◆ Challenge:
From the line with "[pin] thorny stem" through the final line, please write out the listing exactly, including both of those lines.

● ● ●

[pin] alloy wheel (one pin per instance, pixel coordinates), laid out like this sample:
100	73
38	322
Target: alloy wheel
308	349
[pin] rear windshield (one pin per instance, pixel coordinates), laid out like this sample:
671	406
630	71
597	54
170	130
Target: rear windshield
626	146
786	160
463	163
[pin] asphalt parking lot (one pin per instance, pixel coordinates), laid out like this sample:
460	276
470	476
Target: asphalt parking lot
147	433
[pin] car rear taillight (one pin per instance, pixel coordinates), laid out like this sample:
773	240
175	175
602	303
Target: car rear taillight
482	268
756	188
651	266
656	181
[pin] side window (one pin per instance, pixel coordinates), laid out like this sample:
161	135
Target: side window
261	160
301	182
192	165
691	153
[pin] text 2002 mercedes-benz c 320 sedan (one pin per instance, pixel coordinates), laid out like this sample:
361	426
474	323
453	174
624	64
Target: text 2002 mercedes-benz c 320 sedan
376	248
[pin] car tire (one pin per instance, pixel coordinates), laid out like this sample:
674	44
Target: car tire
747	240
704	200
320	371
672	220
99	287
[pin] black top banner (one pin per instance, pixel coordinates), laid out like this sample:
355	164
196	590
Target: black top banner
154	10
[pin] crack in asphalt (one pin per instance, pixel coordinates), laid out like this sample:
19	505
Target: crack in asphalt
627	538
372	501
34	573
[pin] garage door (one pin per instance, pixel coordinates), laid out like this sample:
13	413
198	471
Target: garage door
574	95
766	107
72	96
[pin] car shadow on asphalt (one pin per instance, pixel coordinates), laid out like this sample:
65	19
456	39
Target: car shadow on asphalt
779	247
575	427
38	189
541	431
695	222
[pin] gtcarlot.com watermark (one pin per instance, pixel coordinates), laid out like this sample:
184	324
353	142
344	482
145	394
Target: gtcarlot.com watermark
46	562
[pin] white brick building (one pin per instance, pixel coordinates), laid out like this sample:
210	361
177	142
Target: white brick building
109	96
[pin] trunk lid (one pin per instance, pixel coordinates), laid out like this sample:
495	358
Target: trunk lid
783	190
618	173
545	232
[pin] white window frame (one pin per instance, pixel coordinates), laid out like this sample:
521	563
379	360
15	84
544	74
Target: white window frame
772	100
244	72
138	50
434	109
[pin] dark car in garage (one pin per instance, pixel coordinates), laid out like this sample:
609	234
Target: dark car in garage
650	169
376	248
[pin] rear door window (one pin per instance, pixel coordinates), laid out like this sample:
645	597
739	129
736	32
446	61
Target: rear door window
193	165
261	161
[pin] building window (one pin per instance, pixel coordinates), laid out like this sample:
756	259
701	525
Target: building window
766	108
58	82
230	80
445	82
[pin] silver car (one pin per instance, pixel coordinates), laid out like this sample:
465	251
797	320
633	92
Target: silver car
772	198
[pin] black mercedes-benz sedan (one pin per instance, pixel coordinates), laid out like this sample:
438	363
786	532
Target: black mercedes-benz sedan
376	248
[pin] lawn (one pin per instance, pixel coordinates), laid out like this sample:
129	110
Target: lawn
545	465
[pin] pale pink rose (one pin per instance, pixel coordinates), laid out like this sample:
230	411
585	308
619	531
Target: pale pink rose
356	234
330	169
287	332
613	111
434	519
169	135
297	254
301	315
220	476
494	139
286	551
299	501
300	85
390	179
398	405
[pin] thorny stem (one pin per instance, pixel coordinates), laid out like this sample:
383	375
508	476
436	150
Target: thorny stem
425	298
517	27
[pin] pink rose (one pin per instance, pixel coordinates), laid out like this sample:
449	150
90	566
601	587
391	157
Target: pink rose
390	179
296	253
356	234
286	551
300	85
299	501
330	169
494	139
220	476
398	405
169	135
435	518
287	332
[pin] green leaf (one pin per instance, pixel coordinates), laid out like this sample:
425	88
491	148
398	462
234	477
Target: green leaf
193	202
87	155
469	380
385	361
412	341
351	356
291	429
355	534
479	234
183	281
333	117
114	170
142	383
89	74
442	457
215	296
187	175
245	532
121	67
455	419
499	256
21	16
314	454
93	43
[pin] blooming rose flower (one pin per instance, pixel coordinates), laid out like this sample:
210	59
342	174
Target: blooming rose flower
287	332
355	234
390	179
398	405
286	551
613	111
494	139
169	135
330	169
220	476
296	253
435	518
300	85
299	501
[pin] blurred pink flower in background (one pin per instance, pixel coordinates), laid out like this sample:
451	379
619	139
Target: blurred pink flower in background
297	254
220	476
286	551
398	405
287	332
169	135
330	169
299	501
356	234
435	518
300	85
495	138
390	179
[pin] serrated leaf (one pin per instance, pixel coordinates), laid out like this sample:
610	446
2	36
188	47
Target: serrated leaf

● ● ●

◆ Response to this task:
[pin] thorny stem (one pin per instance, pixel coordinates), laid out like this sample:
383	375
508	476
436	150
Target: thorny stem
425	298
517	27
[pin] pink rose (one pin per instance, pixel coordinates), laid out like this sample:
449	150
90	566
601	587
391	157
Target: pink rose
390	179
296	253
356	234
286	551
300	85
299	501
330	169
494	139
220	476
398	405
169	135
435	518
287	332
[pin] green leaf (one pin per instance, pixel coordinates), laid out like this sample:
425	88
491	148
398	462
234	477
Target: green leaf
193	202
87	155
469	380
385	361
412	341
351	356
291	429
355	534
479	234
183	281
333	117
114	170
142	383
89	74
442	457
215	296
187	175
245	532
121	67
455	419
499	256
21	16
314	454
93	43
[pin] blooming rose flower (one pin per instance, pixel coordinates), laid out like this sample:
210	59
342	174
Target: blooming rose flower
287	332
355	234
390	179
398	405
286	551
613	111
494	139
169	135
330	169
220	476
296	253
435	518
300	85
299	501
[pin] blurred pink flower in background (one pin per instance, pixel coordinates), laid out like this sample:
451	379
619	139
Target: blurred pink flower in background
297	254
220	476
286	551
398	405
287	332
169	135
330	169
299	501
356	234
435	518
300	85
495	138
390	179
[pin] serrated leaf (one pin per instance, pixel coordinates), laid out like this sample:
610	446
2	36
188	47
Target: serrated leaf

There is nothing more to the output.